◆ Request ◆
Copy out the material word for word, from the line containing "Definition first: for each instance of the horizon" through the last line of the material, with both of those lines included.

Exercise material start

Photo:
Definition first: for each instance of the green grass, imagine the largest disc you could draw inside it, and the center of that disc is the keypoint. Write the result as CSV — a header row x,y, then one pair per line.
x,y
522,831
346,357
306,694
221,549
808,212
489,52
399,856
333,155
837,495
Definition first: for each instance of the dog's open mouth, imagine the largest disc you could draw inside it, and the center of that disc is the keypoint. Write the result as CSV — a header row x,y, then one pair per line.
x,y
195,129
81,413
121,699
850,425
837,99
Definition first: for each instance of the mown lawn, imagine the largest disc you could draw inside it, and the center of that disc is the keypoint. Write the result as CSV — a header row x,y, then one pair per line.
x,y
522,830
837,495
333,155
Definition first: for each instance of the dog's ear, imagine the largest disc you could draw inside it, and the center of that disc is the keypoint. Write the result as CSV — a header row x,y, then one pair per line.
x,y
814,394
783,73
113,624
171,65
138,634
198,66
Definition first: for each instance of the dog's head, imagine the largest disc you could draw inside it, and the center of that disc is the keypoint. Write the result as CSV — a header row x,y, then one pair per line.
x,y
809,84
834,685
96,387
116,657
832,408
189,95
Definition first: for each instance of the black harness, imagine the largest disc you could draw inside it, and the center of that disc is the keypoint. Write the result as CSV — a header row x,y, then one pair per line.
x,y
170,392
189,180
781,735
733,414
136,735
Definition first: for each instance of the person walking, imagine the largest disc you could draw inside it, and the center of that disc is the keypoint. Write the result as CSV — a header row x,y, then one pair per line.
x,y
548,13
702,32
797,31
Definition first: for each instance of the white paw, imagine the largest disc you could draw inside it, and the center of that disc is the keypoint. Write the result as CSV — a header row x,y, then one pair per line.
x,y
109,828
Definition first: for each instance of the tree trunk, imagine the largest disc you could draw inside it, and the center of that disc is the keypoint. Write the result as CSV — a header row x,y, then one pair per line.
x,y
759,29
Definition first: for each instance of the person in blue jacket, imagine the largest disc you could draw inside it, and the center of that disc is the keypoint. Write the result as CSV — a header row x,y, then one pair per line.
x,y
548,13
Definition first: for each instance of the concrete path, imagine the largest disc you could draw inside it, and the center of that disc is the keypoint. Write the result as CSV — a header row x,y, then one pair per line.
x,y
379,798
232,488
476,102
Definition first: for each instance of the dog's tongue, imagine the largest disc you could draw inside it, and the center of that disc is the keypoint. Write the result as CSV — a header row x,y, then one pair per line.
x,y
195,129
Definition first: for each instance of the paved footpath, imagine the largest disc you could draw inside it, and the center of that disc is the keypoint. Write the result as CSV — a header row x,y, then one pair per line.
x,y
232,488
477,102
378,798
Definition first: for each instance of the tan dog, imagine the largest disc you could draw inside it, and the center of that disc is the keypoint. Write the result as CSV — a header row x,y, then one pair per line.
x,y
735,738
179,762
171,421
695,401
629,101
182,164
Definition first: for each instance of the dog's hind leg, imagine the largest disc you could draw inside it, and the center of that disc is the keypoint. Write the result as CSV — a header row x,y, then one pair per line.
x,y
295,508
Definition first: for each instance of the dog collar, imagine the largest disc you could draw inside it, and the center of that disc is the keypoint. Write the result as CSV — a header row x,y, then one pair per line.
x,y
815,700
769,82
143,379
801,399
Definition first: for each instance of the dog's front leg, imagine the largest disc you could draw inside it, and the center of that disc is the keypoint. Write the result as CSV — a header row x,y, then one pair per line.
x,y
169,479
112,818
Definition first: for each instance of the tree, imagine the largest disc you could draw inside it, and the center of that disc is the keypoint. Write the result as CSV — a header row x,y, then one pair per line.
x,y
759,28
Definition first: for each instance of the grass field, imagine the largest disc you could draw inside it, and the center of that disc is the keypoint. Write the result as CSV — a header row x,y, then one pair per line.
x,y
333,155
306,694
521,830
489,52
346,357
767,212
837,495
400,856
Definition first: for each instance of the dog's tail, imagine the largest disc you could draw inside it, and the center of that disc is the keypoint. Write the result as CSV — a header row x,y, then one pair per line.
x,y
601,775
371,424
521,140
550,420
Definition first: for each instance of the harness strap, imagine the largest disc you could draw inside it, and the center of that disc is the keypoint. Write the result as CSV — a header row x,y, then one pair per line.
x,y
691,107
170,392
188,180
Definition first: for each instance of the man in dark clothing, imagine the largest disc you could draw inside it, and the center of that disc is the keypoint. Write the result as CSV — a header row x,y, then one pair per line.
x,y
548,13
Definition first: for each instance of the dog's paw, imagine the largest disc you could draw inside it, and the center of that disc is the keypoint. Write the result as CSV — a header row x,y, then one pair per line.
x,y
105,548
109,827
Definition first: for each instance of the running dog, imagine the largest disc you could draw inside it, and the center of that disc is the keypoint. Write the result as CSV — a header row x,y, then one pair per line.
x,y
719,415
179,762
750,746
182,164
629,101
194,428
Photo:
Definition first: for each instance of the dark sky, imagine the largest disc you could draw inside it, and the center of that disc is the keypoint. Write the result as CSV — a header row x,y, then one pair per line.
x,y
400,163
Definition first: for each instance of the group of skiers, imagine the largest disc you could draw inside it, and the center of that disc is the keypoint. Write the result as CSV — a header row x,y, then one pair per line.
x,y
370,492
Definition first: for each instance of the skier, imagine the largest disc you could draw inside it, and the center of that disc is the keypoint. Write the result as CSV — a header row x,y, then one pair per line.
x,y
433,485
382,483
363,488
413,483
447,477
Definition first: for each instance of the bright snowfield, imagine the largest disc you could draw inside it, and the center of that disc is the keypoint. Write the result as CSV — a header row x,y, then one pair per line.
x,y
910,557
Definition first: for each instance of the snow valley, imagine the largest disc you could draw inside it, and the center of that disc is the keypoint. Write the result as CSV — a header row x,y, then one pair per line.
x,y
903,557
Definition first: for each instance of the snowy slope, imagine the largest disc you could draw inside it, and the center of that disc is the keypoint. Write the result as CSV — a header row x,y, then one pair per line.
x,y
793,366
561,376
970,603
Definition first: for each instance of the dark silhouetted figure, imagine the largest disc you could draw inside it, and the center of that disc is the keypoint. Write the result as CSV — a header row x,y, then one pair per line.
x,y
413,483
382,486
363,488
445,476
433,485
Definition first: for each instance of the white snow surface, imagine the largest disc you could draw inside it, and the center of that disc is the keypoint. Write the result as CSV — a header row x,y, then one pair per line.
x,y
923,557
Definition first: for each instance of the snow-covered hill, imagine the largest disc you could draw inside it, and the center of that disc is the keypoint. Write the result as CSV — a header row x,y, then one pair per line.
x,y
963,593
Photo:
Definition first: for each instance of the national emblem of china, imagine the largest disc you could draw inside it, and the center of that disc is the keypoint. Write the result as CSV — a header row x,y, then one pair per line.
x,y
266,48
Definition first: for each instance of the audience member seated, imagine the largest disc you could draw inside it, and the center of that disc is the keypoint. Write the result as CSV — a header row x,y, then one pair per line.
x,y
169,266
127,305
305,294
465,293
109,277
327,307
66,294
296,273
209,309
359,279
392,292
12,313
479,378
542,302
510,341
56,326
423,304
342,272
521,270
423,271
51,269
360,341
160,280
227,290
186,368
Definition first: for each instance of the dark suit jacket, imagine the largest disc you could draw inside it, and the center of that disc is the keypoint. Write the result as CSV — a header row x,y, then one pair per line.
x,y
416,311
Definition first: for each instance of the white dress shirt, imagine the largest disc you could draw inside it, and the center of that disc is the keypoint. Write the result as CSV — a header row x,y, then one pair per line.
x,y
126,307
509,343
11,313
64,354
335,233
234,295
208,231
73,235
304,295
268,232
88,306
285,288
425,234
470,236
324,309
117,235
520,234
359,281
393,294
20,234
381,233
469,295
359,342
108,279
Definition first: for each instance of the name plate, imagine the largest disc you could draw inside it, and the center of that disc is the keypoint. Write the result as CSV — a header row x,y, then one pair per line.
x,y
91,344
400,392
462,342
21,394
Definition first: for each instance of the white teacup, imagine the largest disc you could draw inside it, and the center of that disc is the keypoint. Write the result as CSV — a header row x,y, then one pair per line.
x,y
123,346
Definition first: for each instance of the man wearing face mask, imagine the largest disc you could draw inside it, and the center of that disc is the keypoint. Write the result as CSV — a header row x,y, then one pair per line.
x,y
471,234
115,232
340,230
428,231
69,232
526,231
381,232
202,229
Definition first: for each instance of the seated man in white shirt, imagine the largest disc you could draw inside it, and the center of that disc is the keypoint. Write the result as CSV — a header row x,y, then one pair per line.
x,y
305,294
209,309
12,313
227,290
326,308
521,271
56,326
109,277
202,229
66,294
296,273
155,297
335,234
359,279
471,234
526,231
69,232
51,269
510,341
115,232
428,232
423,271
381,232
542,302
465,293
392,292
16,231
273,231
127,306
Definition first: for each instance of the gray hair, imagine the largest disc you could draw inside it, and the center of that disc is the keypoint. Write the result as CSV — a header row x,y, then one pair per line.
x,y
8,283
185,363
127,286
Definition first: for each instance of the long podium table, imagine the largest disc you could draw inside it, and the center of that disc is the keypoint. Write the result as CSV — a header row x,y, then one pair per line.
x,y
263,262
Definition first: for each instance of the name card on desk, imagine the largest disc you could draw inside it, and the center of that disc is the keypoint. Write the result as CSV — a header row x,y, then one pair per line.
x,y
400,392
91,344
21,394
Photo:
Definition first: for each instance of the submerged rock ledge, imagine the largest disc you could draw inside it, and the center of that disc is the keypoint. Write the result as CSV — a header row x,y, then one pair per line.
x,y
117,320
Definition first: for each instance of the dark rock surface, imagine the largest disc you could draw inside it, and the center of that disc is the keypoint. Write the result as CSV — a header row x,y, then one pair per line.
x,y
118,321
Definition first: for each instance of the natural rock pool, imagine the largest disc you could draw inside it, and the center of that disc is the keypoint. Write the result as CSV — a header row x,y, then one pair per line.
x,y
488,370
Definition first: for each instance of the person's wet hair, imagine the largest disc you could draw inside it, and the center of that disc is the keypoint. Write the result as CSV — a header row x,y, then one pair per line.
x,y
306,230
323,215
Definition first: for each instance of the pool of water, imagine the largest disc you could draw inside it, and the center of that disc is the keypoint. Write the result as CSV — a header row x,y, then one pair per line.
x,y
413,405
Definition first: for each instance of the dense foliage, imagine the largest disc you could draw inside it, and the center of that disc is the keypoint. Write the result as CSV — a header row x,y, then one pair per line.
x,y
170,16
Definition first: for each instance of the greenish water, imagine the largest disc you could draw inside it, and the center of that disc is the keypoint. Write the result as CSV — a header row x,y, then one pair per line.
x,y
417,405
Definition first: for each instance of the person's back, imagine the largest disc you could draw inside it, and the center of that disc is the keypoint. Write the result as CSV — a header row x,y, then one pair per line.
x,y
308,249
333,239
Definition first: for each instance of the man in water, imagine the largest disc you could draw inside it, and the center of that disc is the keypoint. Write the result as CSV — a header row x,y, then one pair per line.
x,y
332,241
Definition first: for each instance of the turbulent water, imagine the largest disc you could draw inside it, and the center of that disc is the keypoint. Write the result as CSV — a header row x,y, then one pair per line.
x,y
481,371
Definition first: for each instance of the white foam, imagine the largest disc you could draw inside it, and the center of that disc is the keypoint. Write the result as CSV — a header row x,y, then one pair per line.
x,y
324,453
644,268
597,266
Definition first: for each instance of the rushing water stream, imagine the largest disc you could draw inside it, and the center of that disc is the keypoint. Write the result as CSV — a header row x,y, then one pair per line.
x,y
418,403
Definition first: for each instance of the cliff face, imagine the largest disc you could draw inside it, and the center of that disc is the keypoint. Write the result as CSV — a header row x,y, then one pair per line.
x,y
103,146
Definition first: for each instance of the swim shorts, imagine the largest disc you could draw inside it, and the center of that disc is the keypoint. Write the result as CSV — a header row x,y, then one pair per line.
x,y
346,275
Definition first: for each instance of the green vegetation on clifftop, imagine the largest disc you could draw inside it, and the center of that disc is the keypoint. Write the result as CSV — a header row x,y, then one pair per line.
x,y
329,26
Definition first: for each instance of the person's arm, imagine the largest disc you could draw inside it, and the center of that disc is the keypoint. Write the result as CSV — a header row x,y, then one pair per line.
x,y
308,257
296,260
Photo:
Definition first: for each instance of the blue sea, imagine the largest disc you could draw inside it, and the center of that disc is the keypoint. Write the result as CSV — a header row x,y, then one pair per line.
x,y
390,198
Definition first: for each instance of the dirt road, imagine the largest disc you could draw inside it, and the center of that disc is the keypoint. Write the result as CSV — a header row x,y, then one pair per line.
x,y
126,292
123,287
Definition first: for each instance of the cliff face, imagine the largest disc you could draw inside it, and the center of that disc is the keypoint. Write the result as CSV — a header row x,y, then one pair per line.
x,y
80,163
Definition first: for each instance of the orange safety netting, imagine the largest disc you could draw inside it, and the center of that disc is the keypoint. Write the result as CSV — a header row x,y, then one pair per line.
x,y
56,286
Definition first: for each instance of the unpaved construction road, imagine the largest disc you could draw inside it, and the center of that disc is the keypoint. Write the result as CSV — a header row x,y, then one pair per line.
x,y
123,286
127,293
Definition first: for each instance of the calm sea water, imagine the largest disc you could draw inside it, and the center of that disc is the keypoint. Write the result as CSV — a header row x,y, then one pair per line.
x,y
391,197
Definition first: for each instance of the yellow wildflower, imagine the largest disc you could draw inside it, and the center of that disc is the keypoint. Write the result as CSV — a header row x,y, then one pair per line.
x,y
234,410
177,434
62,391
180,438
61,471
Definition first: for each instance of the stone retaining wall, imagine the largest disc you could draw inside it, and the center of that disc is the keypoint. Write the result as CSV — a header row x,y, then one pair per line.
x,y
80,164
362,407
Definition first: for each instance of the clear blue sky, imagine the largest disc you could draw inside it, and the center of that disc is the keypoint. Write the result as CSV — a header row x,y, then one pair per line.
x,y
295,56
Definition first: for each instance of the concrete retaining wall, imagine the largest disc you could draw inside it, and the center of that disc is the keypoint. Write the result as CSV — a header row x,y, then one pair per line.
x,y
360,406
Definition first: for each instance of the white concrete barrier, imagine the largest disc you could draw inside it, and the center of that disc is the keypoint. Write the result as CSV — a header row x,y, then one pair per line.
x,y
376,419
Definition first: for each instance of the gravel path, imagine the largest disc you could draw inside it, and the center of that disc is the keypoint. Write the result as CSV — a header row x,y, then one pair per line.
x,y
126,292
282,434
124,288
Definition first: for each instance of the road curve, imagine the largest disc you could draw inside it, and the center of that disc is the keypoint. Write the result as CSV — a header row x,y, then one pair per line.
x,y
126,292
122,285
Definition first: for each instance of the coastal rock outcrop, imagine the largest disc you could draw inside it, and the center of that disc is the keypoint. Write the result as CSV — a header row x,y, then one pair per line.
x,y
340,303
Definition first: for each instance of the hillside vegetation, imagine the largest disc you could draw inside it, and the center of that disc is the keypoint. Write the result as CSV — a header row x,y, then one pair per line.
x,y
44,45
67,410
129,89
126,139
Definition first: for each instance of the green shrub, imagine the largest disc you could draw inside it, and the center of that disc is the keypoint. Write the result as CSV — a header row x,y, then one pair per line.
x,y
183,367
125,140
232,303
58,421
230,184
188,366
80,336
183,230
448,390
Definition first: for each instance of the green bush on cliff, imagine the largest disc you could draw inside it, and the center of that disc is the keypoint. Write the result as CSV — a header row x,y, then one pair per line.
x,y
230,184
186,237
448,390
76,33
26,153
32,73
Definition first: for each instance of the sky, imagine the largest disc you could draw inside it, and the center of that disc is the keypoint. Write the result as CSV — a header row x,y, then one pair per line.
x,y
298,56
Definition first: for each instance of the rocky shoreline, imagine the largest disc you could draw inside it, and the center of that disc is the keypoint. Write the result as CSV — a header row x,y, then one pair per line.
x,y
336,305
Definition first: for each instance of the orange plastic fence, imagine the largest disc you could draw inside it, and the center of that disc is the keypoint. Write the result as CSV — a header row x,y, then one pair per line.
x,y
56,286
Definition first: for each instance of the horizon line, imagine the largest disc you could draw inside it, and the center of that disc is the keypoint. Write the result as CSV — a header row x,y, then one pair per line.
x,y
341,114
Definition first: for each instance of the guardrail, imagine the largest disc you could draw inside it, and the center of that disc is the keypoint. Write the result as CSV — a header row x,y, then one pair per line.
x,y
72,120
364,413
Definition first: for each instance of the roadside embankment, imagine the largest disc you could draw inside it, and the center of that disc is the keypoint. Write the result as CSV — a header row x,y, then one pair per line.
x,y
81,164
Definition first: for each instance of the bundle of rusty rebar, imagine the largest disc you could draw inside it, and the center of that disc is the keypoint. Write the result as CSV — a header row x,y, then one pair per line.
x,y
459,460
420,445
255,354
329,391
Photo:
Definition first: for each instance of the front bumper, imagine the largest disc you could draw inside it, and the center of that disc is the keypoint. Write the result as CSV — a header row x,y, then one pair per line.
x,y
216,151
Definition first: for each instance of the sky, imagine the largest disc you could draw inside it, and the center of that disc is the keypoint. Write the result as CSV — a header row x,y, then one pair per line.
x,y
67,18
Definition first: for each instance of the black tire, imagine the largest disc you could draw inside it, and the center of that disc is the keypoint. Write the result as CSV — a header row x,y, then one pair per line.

Exercise material end

◆ Correct result ◆
Definition first: for each instance of the horizon line, imagine the largest disc you could draw inside it, and the center of that disc is the keypoint. Write the result as CSV — a header row x,y, then one pair per line.
x,y
341,114
Definition first: for each instance of the guardrail, imagine the largest disc you could draw inside it, and the center of that disc is the keypoint. Write the result as CSV — a header row x,y, then one pair per line.
x,y
72,120
364,413
Definition first: for each instance of the roadside embankment, imagine the largest disc you could draw inside it, and the center of that disc is the keypoint. Write the result as CSV — a header row x,y, then one pair per line.
x,y
81,164
Definition first: for each instance of the bundle of rusty rebar, imagine the largest disc you could draw inside it, and the center of that disc is the keypoint. Write the result as CSV — a header row x,y, then one pair per line.
x,y
459,460
420,445
255,354
329,391
Photo:
Definition first: for each instance of the front bumper, imagine the largest disc you could draw inside it, and the center of that disc is the keypoint. Write the result as CSV — a header row x,y, then one pair per line.
x,y
216,151
Definition first: for each instance of the sky, imagine the largest disc you could draw inside it, and the center of that disc is the keypoint. Write the result as CSV — a header row x,y, then one pair per line.
x,y
67,18
Definition first: for each instance of the black tire, imagine the largest disc you could draw inside it, and the center of that disc is the keypoint. Write the result as CSV — a header row x,y, then one pair per line.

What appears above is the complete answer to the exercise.